**DATASET CONTENT**
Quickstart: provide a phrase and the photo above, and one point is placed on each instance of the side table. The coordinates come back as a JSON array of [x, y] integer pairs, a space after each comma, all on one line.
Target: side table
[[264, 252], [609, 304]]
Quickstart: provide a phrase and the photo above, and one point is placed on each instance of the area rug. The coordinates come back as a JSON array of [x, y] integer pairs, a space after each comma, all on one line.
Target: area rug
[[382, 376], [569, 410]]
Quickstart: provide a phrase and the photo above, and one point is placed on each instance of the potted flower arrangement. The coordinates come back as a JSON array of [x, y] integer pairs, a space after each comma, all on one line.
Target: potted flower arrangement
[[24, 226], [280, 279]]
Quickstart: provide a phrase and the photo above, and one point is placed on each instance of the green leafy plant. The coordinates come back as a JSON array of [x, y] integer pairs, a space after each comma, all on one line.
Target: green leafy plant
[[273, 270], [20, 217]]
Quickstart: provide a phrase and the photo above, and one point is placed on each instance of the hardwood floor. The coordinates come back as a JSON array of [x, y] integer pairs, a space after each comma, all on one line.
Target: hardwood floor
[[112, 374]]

**WHAT THE EXERCISE ASKS**
The required output is an exact retyping of the lines from the one that contains "of the area" through the last line of the material above.

**RESULT BELOW**
Quickstart: provide a phrase and the photo above, and one point is placed on each instance of the area rug. The coordinates come back as a JSON array of [x, y] integer pairs, a space after each comma, all on one line.
Target: area rug
[[382, 376], [569, 410]]
Quickstart: provide a phrase and the photo above, and one point is placed on each instance of the potted flower arrangement. The coordinates come back as a JSON array of [x, y] integer pairs, a space after each comma, all on one line.
Target: potted flower arrangement
[[24, 226], [280, 279]]
Quickstart: provide a phrase and the photo above, and one point is placed on each instance of the green leafy plant. The coordinates come back as a JSON array of [x, y] integer pairs, a space after each comma, all on one line.
Target: green leafy plant
[[273, 270], [20, 217]]
Quickstart: provide a phrase and the photo above, and one point is placed on each instance of the hardwood floor. The coordinates come back as a JSON array of [x, y] integer pairs, a space after each comma, all on one line.
Target: hardwood floor
[[112, 374]]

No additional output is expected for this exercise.